§ WORK TO COMPLETE
1: Answer these questions about the quoted lines from the book:
(a) What do most people not know, according to the first passage?
(b) What does making a business let you create?
(c) When an idea you present to the world is not a hit, what should you do instead of pushing it as is?
2: What do the quoted lines from the book say? Give a two-sentence summary.
3: Carry on the quoted lines from the book, starting after the final sentence shown.

§ EXTRACT PROVIDED
+ + +
Some favorite lines from the book:
- Most people don’t know why they’re doing what they’re doing. They imitate others, go with the flow, and follow paths without making their own. They spend decades in pursuit of something that someone convinced them they should want, without realizing that it won’t make them happy. Don’t be on your deathbed someday, having squandered your one chance at life, full of regret because you pursued little distractions instead of big dreams. You need to know your personal philosophy of what makes you happy and what’s worth doing.
- The key point is that I wasn’t trying to make a big business. I was just daydreaming about how one little thing would look in a perfect world. When you make a business, you get to make a little universe where you control all the laws. This is your utopia. When you make it a dream come true for yourself, it’ll be a dream come true for someone else, too.
- Success comes from persistently improving and inventing, not from persistently doing what’s not working. We all have lots of ideas, creations, and projects. When you present one to the world and it’s not a hit, don’t keep pushing it as is. Instead, get back to improving and inventing. Present each new idea or improvement to the world. If multiple people are saying, “Wow! Yes! I need this! I’d be happy to pay you to do this!” then you should probably do it. But if the response is anything less, don’t pursue it.
+ + +
§ INFORMATION PROVIDED

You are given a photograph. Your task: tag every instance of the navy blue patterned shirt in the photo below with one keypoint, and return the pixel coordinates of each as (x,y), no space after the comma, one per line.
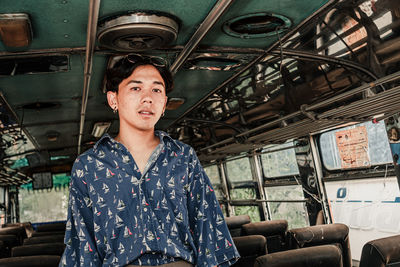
+ + +
§ ANSWERS TO THE TASKS
1:
(a) They don't know why they're doing what they're doing.
(b) A little universe where you control all the laws.
(c) Get back to improving and inventing.

2: Most people drift into pursuing what others convinced them to want, so you need your own philosophy of what makes you happy and what's worth doing, and a business built as your own dream can be a dream for others too. Success comes from persistently improving and inventing, so drop any idea that doesn't get an eager response from multiple people who would pay for it.

3:
- If you’re not saying “Hell yeah!” about something, say no. When deciding whether to do something, if you feel anything less than “Wow! That would be amazing! Absolutely! Hell yeah!” then say no. When you say no to most things, you leave room in your life to throw yourself completely into that rare thing that makes you say, “Hell yeah!” We’re all busy. We’ve all taken on too much. Saying yes to less is the way out.
- Never forget that absolutely everything you do is for your customers. Make every decision – even decisions about whether to expand the business, raise money, or promote someone – according to what’s best for your customers. If you’re ever unsure what to prioritize, just ask your customers the open-ended question, “How can I best help you now?” Then focus on satisfying those requests. None of your customers will ask you to turn your attention to expanding. They want you to keep your attention focused on them. It’s counter-intuitive, but the way to grow your business is to focus entirely on your existing customers. Just thrill them, and they’ll tell everyone.
- Watch out when anyone (including you) says he wants to do something big, but can’t until he raises money. It usually means the person is more in love with the idea of being big-big-big than with actually doing something useful. For an idea to get big-big-big, it has to be useful. And being useful doesn’t need funding. If you want to be useful, you can always start now, with only 1 percent of what you have in your grand vision. It’ll be a humble prototype version of your grand vision, but you’ll be in the game. You’ll be ahead of the rest, because you actually started, while others are waiting for the finish line to magically appear at the starting line.
- Never forget why you’re really doing what you’re doing. Are you helping people? Are they happy? Are you happy? Are you profitable? Isn’t that enough?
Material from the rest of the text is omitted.